__WRITTEN EXERCISE__
Repeat, exactly and only, the lines from the one containing "the asphalt parking" to the last line, inclusive; do not repeat the pictures.

■ ■ ■

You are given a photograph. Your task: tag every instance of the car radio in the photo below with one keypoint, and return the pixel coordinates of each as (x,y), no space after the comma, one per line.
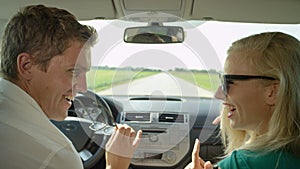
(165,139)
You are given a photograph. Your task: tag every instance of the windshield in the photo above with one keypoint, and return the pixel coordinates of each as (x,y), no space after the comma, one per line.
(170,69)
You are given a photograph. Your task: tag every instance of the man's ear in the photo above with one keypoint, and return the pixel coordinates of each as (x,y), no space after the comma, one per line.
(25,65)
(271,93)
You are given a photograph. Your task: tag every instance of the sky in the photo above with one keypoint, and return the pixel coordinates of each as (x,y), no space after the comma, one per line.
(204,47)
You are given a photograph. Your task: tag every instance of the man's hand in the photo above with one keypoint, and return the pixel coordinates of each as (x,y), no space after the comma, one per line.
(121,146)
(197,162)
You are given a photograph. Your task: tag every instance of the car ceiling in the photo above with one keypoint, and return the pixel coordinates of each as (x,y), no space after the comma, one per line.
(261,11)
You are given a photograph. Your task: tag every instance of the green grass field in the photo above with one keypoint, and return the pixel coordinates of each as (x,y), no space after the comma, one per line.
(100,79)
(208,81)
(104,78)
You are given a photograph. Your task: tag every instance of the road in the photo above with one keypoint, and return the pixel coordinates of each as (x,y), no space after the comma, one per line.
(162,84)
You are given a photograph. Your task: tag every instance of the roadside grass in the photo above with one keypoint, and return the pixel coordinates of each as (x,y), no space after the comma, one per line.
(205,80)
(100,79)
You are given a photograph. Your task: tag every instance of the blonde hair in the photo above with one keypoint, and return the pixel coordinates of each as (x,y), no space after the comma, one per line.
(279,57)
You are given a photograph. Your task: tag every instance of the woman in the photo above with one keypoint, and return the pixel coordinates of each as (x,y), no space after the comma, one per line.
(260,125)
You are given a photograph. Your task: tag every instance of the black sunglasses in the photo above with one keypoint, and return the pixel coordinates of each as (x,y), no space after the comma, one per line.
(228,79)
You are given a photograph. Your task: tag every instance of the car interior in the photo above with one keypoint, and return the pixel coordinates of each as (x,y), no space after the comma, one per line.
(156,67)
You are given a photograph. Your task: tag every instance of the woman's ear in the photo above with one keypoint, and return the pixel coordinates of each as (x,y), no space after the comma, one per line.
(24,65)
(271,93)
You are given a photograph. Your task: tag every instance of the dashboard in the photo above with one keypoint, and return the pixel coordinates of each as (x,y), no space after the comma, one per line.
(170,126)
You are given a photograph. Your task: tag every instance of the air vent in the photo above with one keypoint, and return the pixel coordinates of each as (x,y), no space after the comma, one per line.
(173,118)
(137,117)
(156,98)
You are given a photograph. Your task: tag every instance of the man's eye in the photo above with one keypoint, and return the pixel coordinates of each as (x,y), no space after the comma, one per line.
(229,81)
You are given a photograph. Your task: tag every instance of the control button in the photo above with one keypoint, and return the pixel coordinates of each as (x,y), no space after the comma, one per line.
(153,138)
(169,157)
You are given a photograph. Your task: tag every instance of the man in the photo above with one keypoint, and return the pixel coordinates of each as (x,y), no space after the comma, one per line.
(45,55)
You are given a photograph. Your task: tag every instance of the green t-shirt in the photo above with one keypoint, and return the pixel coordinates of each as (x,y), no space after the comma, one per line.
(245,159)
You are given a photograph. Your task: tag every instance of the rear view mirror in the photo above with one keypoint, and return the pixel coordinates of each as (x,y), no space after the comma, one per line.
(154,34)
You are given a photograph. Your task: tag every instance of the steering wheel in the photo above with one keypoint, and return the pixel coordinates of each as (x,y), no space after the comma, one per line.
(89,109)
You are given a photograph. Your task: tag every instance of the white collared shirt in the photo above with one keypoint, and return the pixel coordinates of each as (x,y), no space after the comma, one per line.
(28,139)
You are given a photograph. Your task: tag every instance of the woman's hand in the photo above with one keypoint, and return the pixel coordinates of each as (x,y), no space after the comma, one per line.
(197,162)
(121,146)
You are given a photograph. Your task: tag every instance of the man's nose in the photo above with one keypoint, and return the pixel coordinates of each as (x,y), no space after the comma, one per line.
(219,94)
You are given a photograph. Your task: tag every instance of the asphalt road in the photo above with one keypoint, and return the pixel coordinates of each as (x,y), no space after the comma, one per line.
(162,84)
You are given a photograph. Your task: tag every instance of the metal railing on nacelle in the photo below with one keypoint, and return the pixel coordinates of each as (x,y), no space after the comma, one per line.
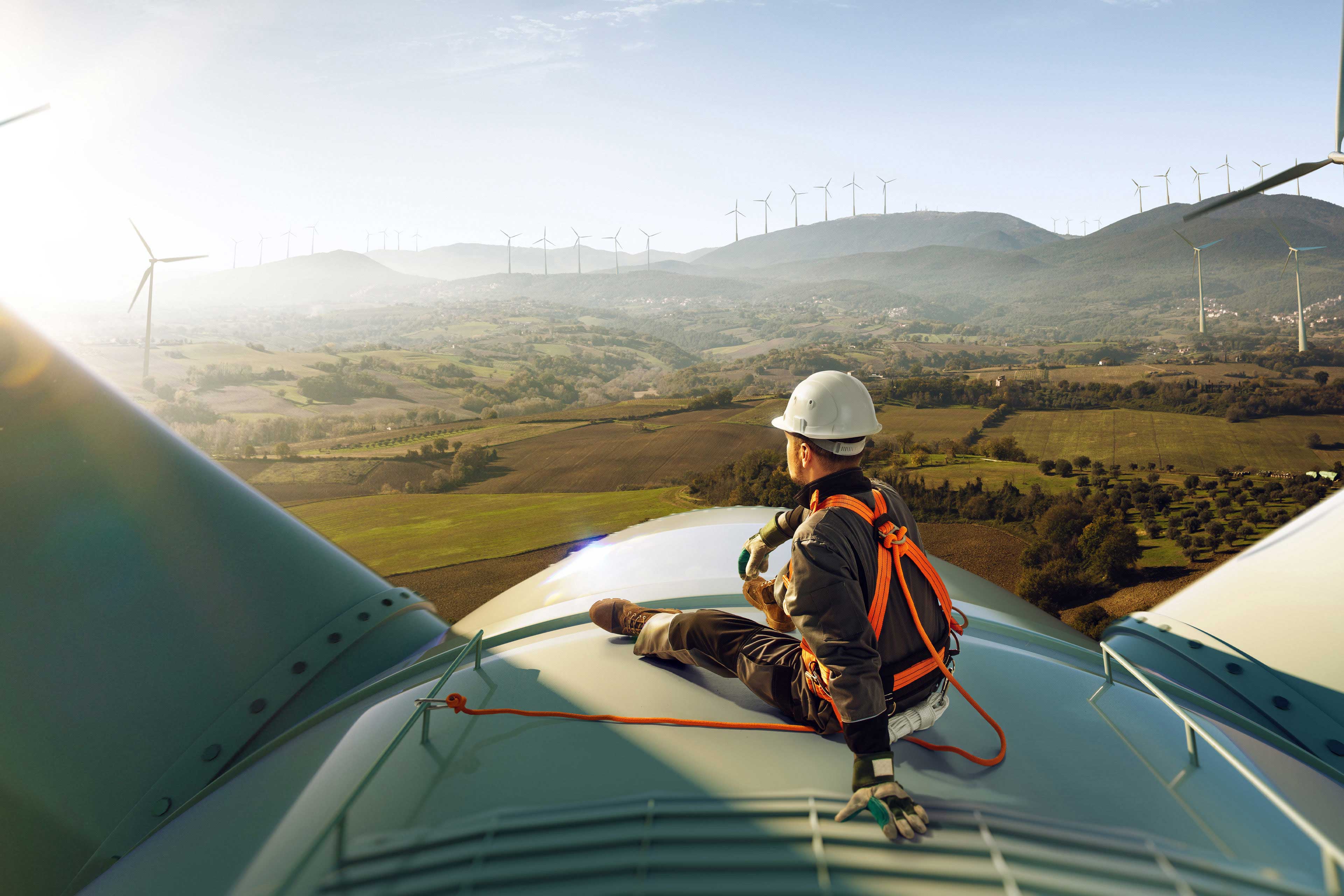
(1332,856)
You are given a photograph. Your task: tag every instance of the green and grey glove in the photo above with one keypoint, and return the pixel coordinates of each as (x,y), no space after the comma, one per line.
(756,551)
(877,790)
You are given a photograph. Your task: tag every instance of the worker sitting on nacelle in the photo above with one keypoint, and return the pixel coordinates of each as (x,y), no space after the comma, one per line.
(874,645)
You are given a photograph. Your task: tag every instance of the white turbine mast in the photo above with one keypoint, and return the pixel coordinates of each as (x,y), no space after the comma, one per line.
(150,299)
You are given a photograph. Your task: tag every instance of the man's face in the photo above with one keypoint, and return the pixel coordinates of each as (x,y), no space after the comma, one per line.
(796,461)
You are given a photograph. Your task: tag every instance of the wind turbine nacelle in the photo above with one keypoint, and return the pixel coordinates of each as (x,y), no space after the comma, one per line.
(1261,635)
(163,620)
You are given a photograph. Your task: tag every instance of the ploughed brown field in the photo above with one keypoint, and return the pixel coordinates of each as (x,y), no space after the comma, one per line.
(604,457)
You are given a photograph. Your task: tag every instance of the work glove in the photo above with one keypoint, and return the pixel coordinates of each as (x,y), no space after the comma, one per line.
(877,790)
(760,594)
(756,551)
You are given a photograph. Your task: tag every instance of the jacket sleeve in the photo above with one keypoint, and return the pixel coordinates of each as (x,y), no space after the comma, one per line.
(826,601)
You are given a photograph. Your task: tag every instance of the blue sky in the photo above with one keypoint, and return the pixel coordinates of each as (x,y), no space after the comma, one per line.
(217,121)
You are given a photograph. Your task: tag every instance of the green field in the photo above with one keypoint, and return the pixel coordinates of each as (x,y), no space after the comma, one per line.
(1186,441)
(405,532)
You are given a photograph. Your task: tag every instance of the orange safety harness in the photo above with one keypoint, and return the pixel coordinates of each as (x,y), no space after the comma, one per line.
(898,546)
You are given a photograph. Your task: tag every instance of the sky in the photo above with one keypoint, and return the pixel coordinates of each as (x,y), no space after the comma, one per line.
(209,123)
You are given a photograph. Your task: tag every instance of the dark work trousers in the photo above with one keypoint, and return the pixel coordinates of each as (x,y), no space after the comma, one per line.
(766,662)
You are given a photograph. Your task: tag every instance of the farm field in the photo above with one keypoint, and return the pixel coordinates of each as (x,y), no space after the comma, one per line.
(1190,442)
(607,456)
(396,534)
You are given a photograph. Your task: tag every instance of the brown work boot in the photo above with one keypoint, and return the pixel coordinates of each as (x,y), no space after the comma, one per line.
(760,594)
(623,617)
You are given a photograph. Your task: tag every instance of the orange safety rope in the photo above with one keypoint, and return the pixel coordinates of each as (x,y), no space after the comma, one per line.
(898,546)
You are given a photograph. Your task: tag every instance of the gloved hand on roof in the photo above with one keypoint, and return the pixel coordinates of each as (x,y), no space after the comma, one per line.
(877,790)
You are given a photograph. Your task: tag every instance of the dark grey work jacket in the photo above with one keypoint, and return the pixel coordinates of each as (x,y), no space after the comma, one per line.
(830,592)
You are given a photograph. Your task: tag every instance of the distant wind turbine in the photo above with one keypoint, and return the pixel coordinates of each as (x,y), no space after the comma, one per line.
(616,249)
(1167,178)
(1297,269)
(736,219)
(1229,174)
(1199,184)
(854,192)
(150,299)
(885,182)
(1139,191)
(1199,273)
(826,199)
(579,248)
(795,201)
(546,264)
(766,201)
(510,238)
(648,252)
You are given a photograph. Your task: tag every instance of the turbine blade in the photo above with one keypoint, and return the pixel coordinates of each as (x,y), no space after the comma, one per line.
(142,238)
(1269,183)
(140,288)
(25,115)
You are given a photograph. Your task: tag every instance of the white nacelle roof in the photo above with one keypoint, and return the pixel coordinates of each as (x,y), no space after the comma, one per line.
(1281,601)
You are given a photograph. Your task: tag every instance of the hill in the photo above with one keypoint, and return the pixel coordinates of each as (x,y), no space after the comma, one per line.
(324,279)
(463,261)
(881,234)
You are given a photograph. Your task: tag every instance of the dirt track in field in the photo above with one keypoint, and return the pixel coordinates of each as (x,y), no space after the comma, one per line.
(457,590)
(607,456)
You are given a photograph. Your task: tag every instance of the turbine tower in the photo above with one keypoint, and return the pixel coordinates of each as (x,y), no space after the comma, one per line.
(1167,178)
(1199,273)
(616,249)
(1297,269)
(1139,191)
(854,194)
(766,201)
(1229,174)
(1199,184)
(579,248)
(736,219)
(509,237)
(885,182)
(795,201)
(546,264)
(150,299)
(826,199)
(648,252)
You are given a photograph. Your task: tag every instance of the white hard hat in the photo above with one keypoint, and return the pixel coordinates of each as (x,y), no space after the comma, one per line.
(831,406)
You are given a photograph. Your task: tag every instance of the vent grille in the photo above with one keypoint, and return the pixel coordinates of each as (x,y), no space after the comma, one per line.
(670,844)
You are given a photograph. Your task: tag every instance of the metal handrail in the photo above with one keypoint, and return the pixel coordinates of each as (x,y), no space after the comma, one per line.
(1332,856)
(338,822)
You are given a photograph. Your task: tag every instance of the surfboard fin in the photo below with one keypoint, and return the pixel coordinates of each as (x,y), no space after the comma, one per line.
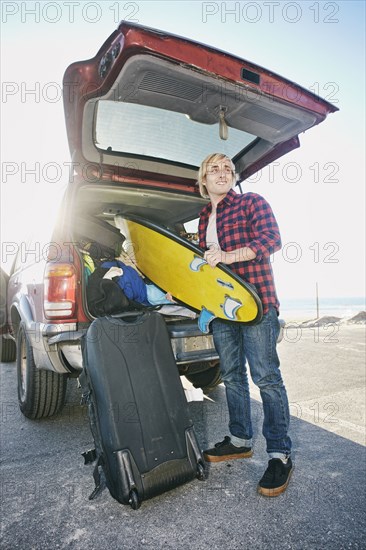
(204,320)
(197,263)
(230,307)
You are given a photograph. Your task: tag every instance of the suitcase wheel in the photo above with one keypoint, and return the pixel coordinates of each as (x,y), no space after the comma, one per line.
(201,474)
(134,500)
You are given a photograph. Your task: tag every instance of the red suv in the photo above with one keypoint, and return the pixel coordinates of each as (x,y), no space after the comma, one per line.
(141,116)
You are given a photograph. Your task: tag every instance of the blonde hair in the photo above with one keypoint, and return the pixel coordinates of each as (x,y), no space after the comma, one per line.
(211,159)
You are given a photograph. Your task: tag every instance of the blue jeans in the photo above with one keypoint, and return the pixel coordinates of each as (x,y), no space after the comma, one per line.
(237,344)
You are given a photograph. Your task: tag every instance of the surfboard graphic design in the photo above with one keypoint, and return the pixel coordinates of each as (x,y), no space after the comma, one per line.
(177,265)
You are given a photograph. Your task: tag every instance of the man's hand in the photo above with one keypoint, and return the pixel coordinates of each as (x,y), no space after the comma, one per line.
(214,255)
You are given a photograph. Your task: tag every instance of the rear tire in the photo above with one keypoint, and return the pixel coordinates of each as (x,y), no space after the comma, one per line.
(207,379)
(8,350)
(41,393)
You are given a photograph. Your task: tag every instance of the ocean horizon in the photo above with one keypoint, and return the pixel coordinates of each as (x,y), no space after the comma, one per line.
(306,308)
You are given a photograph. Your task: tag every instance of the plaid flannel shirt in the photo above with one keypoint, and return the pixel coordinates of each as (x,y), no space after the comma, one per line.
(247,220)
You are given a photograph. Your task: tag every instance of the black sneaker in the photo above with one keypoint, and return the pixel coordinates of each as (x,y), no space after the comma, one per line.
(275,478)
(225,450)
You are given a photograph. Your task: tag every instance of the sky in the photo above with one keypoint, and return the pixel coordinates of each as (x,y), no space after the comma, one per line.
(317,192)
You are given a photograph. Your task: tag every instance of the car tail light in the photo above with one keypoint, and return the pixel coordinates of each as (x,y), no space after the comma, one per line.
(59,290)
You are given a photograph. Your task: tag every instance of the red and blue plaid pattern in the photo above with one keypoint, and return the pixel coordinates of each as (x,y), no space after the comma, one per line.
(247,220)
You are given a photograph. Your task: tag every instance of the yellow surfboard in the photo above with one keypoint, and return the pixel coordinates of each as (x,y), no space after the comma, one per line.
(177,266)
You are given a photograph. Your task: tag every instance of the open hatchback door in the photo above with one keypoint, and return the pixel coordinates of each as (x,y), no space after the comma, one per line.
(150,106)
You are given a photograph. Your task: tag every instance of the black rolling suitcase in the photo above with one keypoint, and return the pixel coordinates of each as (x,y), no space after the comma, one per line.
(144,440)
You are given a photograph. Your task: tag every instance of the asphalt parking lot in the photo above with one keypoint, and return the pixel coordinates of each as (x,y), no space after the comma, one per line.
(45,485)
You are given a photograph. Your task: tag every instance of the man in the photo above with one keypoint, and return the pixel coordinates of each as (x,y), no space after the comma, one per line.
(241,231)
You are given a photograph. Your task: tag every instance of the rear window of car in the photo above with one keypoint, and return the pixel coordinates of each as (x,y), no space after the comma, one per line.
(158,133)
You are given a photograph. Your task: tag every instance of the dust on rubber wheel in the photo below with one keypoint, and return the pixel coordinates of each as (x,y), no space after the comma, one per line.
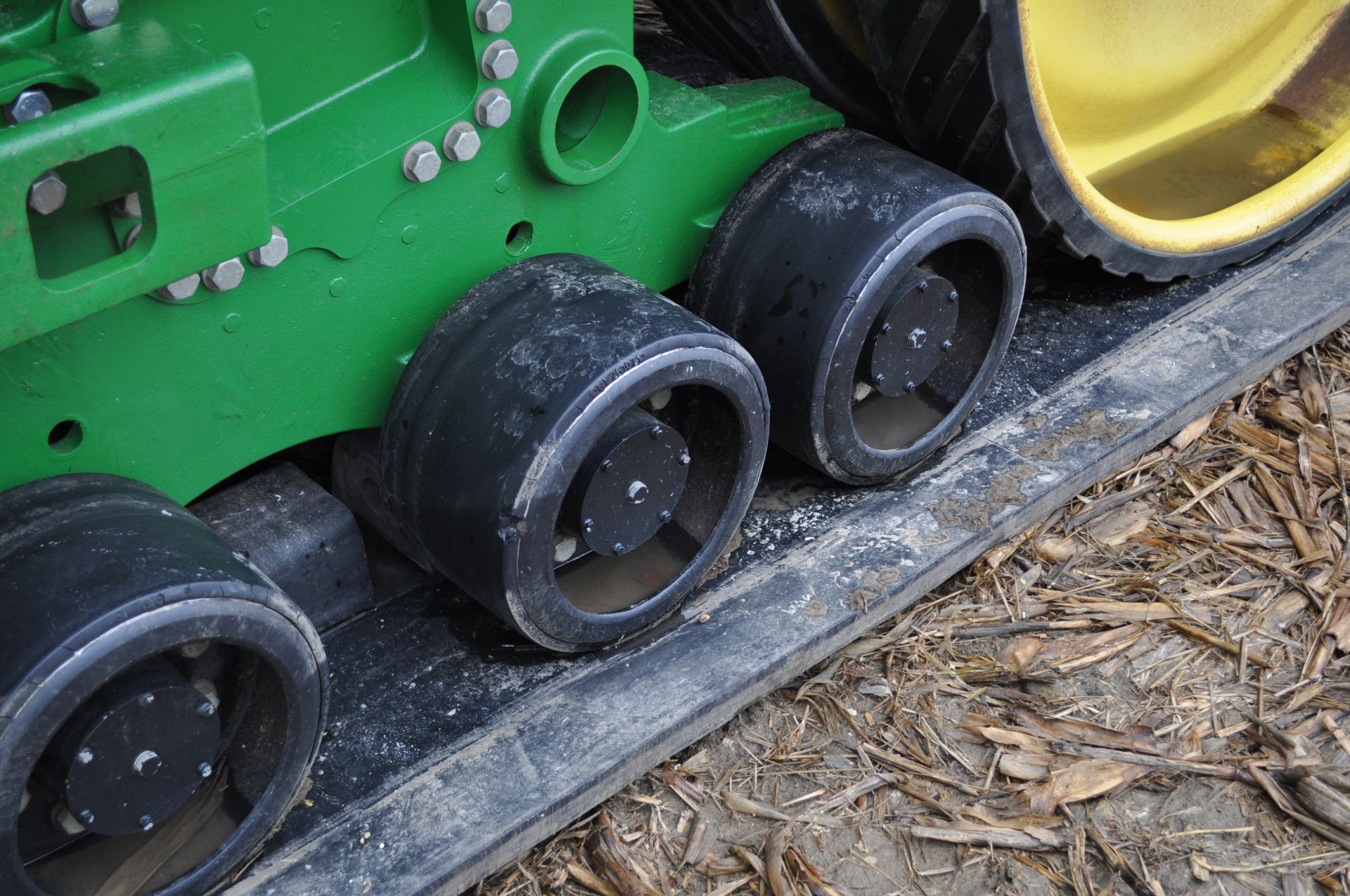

■ ■ ■

__FINISHED TASK__
You are given a photograph. Your task: tag every instance of the asphalt parking lot in the photo above with one keypoint, and return the pixel coordinates of each as (x,y), no space after the comma, one per line.
(45,485)
You are given a photograph. Your task: tag every instance of the man in the photo above with one keypoint, and return the pixel coordinates of each as (x,y), no space after the comma, one per line.
(241,231)
You are given a photograph. Your task: tag every instance of the rear window of car in the photo above with one keypoint, and return the pixel coordinates of each as (x,y), no space after the comma, one per line.
(158,133)
You are given a photograph. Your task: tag every instance of the dust on rubber wheel in the photo below with one keypoint, and return the pixel coordinates of each as (x,y), no space after the comma, one per line.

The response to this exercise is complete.